• Problem description: In the entries below, every line with the string "crater" is to be reported.

• Provided data:
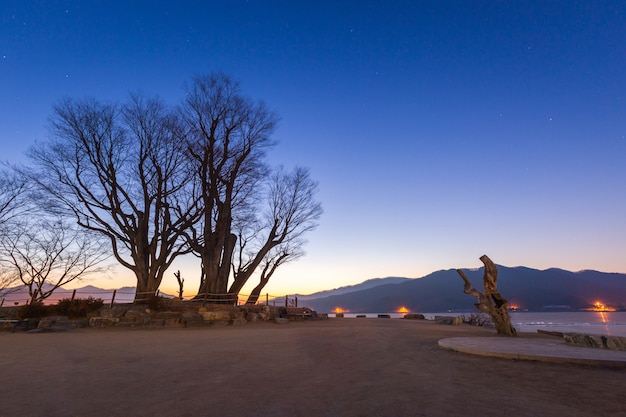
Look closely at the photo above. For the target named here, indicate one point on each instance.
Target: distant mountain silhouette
(443, 290)
(370, 283)
(440, 291)
(19, 294)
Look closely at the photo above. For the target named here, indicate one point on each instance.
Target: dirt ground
(336, 367)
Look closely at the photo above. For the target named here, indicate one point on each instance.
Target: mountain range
(525, 288)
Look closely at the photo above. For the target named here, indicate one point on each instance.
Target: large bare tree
(121, 171)
(290, 212)
(229, 135)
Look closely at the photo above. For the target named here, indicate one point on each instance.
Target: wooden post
(113, 298)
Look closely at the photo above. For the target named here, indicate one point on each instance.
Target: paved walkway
(546, 350)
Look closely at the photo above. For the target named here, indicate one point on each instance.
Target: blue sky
(438, 130)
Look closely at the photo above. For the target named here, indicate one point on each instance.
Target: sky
(438, 131)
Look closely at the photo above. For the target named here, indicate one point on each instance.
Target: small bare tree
(491, 302)
(45, 255)
(12, 196)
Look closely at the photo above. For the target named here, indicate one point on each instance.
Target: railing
(127, 296)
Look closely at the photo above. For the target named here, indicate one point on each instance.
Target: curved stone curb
(544, 350)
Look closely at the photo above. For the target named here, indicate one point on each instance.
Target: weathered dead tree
(181, 281)
(491, 301)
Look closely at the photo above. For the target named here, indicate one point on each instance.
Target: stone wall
(595, 341)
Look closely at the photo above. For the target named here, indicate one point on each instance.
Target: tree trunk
(256, 292)
(491, 301)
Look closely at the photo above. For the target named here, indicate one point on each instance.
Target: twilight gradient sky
(438, 130)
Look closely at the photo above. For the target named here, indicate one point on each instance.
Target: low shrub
(79, 307)
(477, 319)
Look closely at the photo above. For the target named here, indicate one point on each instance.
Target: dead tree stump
(491, 302)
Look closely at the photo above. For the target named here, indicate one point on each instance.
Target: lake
(606, 323)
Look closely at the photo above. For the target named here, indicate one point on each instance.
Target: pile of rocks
(595, 341)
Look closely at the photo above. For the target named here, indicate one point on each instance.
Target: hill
(525, 287)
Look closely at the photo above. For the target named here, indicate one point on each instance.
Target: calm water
(606, 323)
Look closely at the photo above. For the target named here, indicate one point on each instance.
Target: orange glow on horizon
(601, 307)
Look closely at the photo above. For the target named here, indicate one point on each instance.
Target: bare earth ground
(336, 367)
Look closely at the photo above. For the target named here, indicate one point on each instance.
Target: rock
(103, 321)
(450, 320)
(584, 340)
(53, 320)
(616, 343)
(414, 316)
(215, 316)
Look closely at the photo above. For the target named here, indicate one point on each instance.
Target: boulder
(616, 343)
(414, 316)
(584, 340)
(216, 317)
(103, 321)
(450, 320)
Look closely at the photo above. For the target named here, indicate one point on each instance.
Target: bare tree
(491, 301)
(291, 212)
(228, 138)
(120, 171)
(45, 255)
(12, 191)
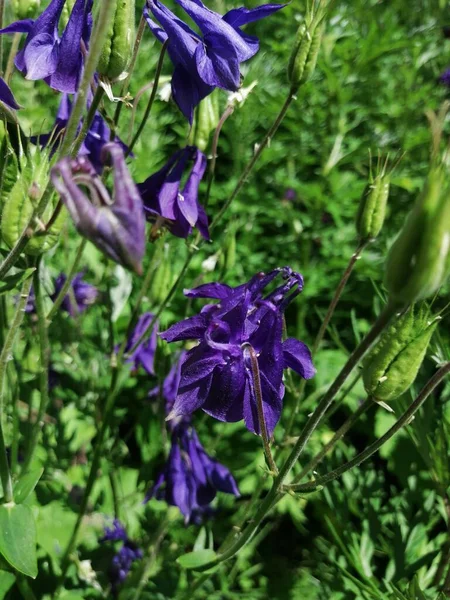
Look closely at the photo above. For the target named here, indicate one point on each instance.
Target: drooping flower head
(191, 478)
(97, 136)
(123, 560)
(144, 354)
(210, 59)
(46, 55)
(116, 225)
(164, 196)
(80, 297)
(217, 374)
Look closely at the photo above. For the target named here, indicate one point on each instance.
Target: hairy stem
(5, 357)
(44, 348)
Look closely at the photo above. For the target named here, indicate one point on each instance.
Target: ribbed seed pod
(417, 262)
(392, 366)
(118, 48)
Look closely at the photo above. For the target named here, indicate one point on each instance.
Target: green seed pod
(20, 203)
(417, 263)
(304, 55)
(372, 208)
(25, 9)
(118, 48)
(205, 121)
(392, 366)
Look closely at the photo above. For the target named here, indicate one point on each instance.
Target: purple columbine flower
(46, 55)
(179, 208)
(217, 375)
(115, 225)
(6, 95)
(98, 135)
(145, 352)
(84, 294)
(124, 558)
(212, 59)
(191, 478)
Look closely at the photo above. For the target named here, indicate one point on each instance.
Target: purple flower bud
(115, 225)
(163, 197)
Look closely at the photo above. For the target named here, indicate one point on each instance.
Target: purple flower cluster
(124, 558)
(216, 375)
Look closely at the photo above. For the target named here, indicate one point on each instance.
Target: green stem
(44, 347)
(319, 337)
(151, 99)
(126, 83)
(68, 282)
(340, 433)
(370, 450)
(5, 357)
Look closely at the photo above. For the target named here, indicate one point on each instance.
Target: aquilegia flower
(179, 209)
(191, 478)
(217, 374)
(98, 135)
(46, 55)
(79, 298)
(124, 558)
(212, 59)
(115, 225)
(145, 352)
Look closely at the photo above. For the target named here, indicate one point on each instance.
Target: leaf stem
(5, 357)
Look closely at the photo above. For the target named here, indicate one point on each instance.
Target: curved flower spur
(115, 225)
(217, 374)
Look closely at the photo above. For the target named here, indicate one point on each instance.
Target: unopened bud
(392, 366)
(25, 9)
(118, 47)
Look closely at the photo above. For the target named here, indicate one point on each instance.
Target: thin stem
(5, 357)
(370, 450)
(340, 433)
(44, 346)
(151, 99)
(68, 282)
(12, 55)
(126, 83)
(212, 168)
(248, 348)
(249, 167)
(329, 314)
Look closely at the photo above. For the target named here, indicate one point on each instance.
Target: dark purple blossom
(6, 95)
(47, 55)
(116, 225)
(98, 134)
(125, 556)
(208, 60)
(217, 374)
(164, 196)
(191, 478)
(145, 352)
(84, 294)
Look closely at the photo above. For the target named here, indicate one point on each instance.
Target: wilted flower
(145, 352)
(191, 478)
(97, 136)
(162, 196)
(217, 374)
(115, 225)
(84, 294)
(124, 558)
(46, 55)
(212, 59)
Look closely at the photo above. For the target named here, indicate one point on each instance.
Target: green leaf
(7, 580)
(18, 538)
(11, 282)
(26, 485)
(197, 559)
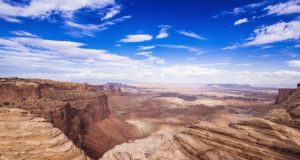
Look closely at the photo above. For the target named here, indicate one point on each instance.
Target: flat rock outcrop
(23, 136)
(80, 111)
(255, 138)
(276, 136)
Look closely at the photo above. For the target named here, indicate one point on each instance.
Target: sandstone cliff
(80, 111)
(23, 136)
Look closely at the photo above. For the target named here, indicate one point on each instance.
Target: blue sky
(164, 41)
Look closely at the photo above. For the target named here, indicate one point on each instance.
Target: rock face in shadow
(80, 111)
(23, 136)
(275, 136)
(19, 90)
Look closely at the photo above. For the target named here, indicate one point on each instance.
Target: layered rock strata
(23, 136)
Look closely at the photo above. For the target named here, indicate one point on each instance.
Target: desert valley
(150, 80)
(45, 119)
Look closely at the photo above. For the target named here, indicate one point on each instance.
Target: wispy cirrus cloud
(23, 33)
(134, 38)
(89, 29)
(191, 34)
(278, 32)
(284, 8)
(151, 58)
(163, 33)
(294, 63)
(197, 51)
(235, 46)
(34, 57)
(112, 12)
(33, 10)
(242, 9)
(143, 48)
(241, 21)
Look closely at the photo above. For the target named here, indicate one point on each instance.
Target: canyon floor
(147, 121)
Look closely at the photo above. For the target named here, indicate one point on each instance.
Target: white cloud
(294, 63)
(235, 46)
(195, 50)
(143, 48)
(143, 53)
(23, 33)
(242, 9)
(34, 57)
(278, 32)
(163, 33)
(87, 29)
(283, 8)
(151, 58)
(266, 55)
(44, 8)
(241, 21)
(112, 12)
(245, 64)
(191, 34)
(133, 38)
(190, 58)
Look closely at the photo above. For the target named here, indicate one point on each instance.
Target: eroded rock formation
(275, 136)
(80, 111)
(23, 136)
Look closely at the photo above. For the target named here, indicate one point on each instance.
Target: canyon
(147, 121)
(80, 111)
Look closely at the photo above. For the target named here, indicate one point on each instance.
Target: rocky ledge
(23, 136)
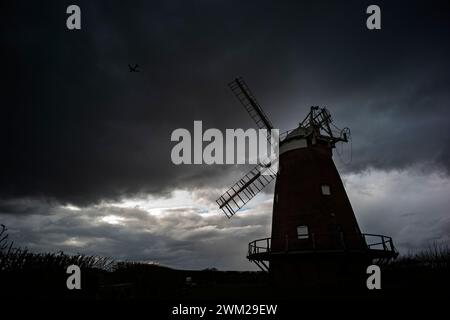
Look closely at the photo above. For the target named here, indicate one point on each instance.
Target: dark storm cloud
(77, 127)
(178, 238)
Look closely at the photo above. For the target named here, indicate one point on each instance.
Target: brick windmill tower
(316, 240)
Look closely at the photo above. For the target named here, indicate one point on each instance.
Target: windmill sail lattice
(248, 100)
(245, 189)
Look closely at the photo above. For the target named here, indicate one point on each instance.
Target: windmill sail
(246, 188)
(248, 100)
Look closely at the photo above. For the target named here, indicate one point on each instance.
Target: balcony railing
(323, 242)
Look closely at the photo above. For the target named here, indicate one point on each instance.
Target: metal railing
(318, 242)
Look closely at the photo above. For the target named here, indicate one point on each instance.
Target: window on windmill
(302, 232)
(326, 190)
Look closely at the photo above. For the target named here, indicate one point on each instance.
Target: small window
(326, 190)
(302, 232)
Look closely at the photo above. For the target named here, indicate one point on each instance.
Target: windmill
(315, 234)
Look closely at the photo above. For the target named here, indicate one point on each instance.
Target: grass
(24, 274)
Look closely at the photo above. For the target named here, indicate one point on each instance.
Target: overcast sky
(85, 163)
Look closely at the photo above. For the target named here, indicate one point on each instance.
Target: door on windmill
(302, 232)
(336, 236)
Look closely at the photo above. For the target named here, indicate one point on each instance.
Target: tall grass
(21, 259)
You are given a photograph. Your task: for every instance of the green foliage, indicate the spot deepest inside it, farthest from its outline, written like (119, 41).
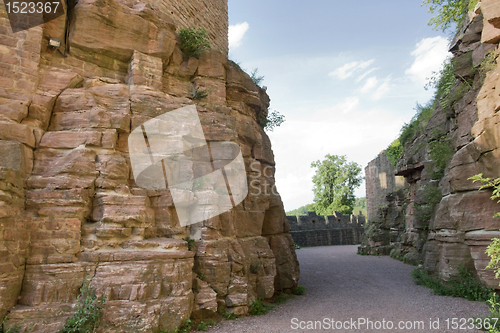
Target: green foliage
(492, 322)
(431, 197)
(444, 81)
(494, 184)
(394, 152)
(299, 290)
(199, 94)
(334, 183)
(255, 77)
(449, 13)
(465, 285)
(86, 318)
(281, 298)
(441, 152)
(194, 41)
(258, 308)
(360, 206)
(301, 210)
(417, 124)
(235, 64)
(202, 326)
(228, 315)
(191, 243)
(493, 250)
(274, 119)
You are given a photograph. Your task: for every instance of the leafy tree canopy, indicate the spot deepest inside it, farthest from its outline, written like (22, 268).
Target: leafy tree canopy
(334, 184)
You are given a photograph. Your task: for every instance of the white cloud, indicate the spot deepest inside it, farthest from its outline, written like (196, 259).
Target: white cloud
(347, 128)
(369, 85)
(236, 33)
(361, 77)
(350, 68)
(429, 53)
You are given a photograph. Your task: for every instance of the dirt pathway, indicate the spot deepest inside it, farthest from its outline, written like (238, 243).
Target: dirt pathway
(347, 289)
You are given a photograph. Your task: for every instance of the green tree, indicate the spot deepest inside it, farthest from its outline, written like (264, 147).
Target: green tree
(334, 184)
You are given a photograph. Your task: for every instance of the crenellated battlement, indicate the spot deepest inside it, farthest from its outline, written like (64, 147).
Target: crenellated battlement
(317, 230)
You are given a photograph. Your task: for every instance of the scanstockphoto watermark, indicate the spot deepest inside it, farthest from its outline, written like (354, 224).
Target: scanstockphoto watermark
(355, 324)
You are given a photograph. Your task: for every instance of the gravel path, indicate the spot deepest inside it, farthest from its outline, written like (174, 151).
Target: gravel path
(341, 285)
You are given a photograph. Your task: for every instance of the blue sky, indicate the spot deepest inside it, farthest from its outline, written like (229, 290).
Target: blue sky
(346, 75)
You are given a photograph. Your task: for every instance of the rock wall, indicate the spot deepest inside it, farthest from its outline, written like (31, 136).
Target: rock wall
(209, 14)
(70, 209)
(456, 229)
(338, 229)
(387, 200)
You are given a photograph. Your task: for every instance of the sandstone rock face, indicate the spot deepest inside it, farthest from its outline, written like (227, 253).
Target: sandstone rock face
(448, 221)
(70, 208)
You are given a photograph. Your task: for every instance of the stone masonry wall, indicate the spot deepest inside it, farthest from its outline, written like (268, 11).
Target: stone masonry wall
(316, 230)
(70, 209)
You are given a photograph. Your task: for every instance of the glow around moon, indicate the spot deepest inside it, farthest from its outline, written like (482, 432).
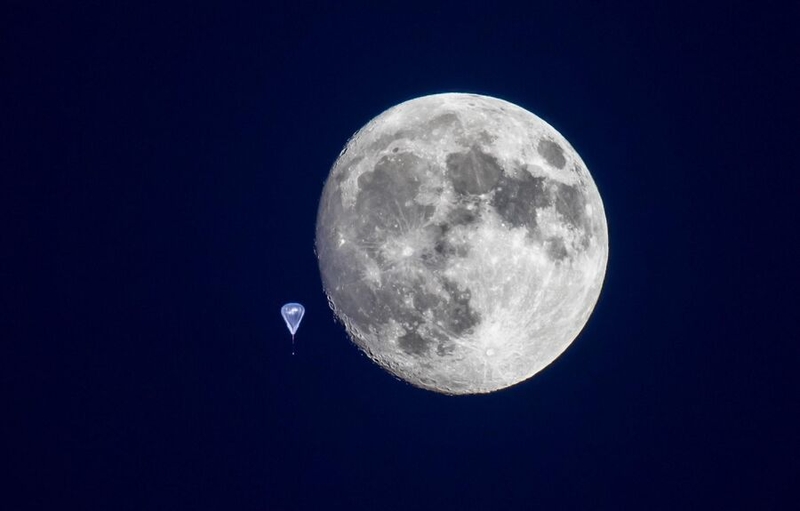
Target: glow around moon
(462, 242)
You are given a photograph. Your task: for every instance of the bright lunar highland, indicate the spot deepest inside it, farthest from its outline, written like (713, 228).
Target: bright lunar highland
(462, 242)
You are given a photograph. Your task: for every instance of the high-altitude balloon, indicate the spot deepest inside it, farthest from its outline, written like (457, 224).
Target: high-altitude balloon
(293, 314)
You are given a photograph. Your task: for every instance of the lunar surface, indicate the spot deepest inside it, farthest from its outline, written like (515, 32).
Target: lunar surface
(462, 242)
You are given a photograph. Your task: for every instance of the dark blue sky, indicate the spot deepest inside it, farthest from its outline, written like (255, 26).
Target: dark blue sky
(160, 172)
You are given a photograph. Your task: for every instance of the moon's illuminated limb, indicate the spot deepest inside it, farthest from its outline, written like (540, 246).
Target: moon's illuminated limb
(462, 242)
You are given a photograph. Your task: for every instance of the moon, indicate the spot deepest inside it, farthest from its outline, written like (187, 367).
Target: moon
(462, 242)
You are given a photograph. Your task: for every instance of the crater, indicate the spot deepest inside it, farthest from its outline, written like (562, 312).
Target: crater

• Written reply:
You are given a photograph. Your task: for every instance of the crater, indicate the spot deepest inside it, farthest from its outline, written like (562, 312).
Target: crater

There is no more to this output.